(Beginning of Records for processing)

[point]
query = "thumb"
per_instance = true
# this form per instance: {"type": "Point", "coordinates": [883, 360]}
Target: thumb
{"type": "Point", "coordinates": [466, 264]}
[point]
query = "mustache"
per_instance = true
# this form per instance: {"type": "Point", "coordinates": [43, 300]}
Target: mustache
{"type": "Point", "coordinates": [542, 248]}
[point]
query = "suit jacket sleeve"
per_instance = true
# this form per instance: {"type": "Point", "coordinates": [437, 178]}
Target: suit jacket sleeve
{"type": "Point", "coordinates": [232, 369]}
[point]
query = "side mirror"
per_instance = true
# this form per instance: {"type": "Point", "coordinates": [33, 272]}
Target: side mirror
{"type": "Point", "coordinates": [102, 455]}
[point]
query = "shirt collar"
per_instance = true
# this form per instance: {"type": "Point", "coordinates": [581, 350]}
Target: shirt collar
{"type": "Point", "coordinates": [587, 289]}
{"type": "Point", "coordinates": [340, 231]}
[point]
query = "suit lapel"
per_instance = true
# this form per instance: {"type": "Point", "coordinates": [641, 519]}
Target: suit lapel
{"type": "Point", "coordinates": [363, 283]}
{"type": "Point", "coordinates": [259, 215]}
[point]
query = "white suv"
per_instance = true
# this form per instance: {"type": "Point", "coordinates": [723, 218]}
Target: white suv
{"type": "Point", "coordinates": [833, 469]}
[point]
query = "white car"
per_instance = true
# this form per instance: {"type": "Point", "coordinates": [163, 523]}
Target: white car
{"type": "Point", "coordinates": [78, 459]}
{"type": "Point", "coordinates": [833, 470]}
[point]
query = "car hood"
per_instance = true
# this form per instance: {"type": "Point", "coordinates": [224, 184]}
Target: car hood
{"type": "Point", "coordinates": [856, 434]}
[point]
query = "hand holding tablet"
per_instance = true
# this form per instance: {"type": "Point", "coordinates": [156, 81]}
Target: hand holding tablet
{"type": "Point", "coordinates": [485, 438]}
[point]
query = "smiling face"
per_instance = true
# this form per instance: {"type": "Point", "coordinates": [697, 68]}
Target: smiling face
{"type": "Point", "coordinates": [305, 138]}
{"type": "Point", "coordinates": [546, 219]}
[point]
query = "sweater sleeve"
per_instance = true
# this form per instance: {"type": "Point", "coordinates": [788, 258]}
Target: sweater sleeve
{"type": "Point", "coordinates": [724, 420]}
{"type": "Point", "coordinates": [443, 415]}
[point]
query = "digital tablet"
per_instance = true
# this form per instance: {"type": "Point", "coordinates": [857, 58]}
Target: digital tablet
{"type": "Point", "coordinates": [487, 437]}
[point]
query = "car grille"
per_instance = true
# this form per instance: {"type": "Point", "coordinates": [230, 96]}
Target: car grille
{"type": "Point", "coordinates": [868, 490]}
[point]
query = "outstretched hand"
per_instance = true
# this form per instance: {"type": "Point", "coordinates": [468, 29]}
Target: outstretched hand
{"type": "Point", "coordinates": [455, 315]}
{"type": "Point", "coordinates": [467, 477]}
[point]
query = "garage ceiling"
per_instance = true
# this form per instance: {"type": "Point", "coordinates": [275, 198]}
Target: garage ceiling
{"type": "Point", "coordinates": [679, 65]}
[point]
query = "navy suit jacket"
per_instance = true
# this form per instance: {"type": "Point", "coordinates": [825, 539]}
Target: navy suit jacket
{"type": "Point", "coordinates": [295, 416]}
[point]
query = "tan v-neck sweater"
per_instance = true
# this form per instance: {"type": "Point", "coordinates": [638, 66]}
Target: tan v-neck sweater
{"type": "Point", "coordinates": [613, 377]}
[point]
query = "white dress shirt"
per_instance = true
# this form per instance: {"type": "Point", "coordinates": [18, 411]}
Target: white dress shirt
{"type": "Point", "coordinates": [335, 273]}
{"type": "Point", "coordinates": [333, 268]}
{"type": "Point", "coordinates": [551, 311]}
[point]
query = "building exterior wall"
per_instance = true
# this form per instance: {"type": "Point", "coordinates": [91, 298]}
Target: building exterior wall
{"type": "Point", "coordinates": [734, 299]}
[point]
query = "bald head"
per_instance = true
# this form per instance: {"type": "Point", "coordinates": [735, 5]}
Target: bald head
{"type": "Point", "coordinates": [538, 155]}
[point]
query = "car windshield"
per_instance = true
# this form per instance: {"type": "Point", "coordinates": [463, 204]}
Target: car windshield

(End of Records for processing)
(Beginning of Records for processing)

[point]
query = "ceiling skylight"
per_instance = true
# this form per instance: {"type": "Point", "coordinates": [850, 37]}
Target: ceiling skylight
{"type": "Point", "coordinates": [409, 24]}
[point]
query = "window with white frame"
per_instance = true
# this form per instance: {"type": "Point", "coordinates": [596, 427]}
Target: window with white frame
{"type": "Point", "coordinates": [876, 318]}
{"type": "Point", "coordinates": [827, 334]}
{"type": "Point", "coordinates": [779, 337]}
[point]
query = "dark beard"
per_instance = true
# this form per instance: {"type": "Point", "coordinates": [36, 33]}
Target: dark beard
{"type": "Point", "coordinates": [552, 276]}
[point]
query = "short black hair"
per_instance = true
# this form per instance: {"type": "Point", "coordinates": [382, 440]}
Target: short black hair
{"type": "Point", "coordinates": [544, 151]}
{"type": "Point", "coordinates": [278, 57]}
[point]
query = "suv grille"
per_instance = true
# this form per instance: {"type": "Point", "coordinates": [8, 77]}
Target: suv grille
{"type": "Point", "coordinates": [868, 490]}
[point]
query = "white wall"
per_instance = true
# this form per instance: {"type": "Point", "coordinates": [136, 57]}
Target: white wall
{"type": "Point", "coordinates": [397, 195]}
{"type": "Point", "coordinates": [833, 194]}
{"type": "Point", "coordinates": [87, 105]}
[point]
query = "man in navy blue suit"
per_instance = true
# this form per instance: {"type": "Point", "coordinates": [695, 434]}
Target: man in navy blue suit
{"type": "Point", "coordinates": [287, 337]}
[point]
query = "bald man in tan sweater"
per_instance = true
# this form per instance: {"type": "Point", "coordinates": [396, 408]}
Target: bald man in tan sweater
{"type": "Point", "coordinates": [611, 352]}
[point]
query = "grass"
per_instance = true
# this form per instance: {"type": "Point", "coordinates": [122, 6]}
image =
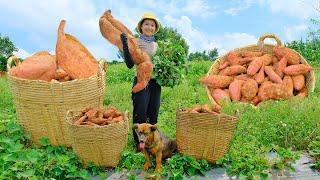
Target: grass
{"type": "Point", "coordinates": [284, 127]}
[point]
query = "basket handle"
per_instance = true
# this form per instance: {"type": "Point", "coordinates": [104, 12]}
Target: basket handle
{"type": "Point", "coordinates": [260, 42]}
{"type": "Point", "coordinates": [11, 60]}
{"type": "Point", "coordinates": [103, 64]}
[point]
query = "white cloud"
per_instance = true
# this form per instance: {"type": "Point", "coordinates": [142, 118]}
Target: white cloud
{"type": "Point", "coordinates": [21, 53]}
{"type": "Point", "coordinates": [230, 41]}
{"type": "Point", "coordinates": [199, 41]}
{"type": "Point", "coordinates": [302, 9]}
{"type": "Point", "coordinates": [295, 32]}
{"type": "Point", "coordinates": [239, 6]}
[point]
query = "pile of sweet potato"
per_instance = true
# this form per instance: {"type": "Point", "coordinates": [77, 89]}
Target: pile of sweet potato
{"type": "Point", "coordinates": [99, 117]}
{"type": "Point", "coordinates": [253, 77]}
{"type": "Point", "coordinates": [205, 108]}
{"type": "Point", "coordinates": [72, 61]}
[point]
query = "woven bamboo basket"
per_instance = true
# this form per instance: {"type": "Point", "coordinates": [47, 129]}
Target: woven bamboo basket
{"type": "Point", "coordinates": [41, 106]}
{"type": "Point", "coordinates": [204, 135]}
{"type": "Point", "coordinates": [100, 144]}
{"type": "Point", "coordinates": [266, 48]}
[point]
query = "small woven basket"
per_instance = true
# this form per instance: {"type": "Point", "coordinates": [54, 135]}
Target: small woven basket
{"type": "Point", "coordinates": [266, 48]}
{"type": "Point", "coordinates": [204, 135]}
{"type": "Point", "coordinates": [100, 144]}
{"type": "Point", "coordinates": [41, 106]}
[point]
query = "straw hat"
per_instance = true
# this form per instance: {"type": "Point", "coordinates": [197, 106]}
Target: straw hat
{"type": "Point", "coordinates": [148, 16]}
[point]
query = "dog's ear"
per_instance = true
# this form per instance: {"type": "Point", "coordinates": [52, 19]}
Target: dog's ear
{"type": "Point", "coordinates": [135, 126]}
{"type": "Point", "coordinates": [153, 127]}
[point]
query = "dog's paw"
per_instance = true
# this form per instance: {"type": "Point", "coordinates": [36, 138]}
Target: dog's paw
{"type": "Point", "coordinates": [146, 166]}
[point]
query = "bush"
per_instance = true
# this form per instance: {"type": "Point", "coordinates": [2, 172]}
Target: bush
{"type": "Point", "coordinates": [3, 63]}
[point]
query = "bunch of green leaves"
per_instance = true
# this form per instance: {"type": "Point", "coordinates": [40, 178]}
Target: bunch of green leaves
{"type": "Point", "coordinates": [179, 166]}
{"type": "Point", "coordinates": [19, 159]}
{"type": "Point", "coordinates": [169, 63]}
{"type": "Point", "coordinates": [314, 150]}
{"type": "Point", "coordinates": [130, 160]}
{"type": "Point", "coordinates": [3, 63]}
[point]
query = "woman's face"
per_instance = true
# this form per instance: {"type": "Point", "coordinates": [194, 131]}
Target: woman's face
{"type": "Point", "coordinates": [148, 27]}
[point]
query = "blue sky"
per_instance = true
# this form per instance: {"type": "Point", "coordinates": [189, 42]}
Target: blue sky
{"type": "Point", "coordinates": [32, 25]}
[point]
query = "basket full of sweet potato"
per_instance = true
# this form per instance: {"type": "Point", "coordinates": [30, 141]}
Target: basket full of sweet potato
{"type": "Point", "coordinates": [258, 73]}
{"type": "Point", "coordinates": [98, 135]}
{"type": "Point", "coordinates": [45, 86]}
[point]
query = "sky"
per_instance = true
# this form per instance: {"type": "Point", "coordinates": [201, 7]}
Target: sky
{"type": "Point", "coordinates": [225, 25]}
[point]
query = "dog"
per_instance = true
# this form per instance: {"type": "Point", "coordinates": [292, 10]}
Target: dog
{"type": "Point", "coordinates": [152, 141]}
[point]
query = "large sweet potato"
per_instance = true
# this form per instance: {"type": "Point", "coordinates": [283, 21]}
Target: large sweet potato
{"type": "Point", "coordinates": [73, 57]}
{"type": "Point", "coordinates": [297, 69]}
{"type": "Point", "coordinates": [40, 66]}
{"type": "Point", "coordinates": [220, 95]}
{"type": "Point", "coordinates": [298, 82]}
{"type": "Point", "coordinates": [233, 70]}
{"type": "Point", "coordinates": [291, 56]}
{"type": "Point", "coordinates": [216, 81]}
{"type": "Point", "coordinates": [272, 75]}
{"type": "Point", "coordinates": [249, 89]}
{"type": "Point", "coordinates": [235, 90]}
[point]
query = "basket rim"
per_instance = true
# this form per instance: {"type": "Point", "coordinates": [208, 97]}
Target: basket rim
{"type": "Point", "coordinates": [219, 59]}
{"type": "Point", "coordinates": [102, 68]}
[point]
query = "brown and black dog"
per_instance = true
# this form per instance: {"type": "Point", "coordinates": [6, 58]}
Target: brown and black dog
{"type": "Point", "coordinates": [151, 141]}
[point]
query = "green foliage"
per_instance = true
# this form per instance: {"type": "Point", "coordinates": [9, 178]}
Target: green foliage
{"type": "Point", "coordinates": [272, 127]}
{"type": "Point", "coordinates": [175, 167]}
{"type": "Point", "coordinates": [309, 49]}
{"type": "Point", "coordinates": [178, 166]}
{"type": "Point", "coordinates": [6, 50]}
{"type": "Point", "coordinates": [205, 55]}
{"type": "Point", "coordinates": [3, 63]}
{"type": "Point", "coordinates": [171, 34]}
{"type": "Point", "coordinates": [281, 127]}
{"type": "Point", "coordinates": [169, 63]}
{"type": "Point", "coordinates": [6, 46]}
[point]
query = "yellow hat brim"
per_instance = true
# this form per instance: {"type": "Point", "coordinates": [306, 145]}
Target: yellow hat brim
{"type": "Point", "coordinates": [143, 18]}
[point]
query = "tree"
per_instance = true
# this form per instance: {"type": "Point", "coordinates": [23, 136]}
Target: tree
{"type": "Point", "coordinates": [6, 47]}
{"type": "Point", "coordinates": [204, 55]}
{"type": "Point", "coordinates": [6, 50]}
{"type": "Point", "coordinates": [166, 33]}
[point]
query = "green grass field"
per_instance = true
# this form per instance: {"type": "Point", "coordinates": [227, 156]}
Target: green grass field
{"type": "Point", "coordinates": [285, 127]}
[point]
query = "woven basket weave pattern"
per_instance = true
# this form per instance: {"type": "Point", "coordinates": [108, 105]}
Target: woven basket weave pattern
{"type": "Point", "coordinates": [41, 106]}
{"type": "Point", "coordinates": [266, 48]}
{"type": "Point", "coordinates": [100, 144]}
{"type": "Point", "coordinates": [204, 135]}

(End of Records for processing)
(Beginning of Records for processing)

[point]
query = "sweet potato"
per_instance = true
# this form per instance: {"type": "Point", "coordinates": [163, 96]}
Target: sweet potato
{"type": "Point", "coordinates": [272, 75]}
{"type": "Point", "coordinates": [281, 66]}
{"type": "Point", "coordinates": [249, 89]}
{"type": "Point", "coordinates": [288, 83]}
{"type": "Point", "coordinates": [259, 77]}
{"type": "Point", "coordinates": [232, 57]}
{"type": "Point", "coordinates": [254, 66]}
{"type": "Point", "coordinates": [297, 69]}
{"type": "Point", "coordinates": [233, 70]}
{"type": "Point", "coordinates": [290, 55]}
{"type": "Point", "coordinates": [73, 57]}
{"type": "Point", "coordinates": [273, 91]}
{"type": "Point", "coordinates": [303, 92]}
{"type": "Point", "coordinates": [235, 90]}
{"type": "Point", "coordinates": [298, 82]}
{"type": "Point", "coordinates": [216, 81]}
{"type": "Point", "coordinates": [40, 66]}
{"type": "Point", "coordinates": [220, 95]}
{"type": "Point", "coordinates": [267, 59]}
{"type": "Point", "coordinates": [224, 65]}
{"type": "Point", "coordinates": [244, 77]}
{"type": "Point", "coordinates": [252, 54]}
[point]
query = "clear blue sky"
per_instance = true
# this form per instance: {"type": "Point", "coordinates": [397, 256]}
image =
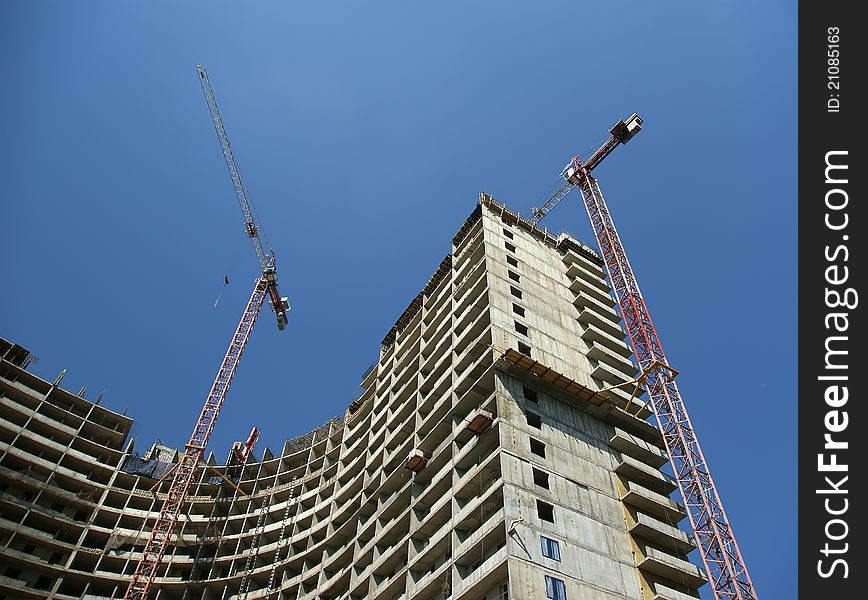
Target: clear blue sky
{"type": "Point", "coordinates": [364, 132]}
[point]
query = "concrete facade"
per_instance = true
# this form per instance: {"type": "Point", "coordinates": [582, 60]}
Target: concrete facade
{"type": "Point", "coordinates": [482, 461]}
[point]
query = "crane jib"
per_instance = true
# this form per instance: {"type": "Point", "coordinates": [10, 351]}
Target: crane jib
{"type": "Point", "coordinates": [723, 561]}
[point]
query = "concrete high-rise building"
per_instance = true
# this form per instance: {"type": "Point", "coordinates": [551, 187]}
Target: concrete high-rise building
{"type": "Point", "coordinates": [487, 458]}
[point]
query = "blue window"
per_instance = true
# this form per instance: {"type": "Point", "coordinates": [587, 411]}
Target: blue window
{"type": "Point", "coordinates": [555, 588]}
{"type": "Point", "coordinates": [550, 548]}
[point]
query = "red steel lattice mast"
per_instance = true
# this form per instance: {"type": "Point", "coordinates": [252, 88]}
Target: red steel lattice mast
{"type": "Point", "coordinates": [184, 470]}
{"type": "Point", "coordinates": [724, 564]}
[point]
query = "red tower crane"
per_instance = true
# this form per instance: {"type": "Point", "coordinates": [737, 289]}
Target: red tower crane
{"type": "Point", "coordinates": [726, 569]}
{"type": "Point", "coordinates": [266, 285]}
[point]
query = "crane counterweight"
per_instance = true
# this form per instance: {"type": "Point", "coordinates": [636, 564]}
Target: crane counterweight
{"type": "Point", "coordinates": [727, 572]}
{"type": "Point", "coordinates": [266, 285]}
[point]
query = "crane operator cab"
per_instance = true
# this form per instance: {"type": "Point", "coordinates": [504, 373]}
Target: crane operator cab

(End of Records for processing)

* [Problem statement]
All lines that contain the word "operator" must be copied from the records above.

* [Exercise answer]
query = "crane operator cab"
Target: crane operator cab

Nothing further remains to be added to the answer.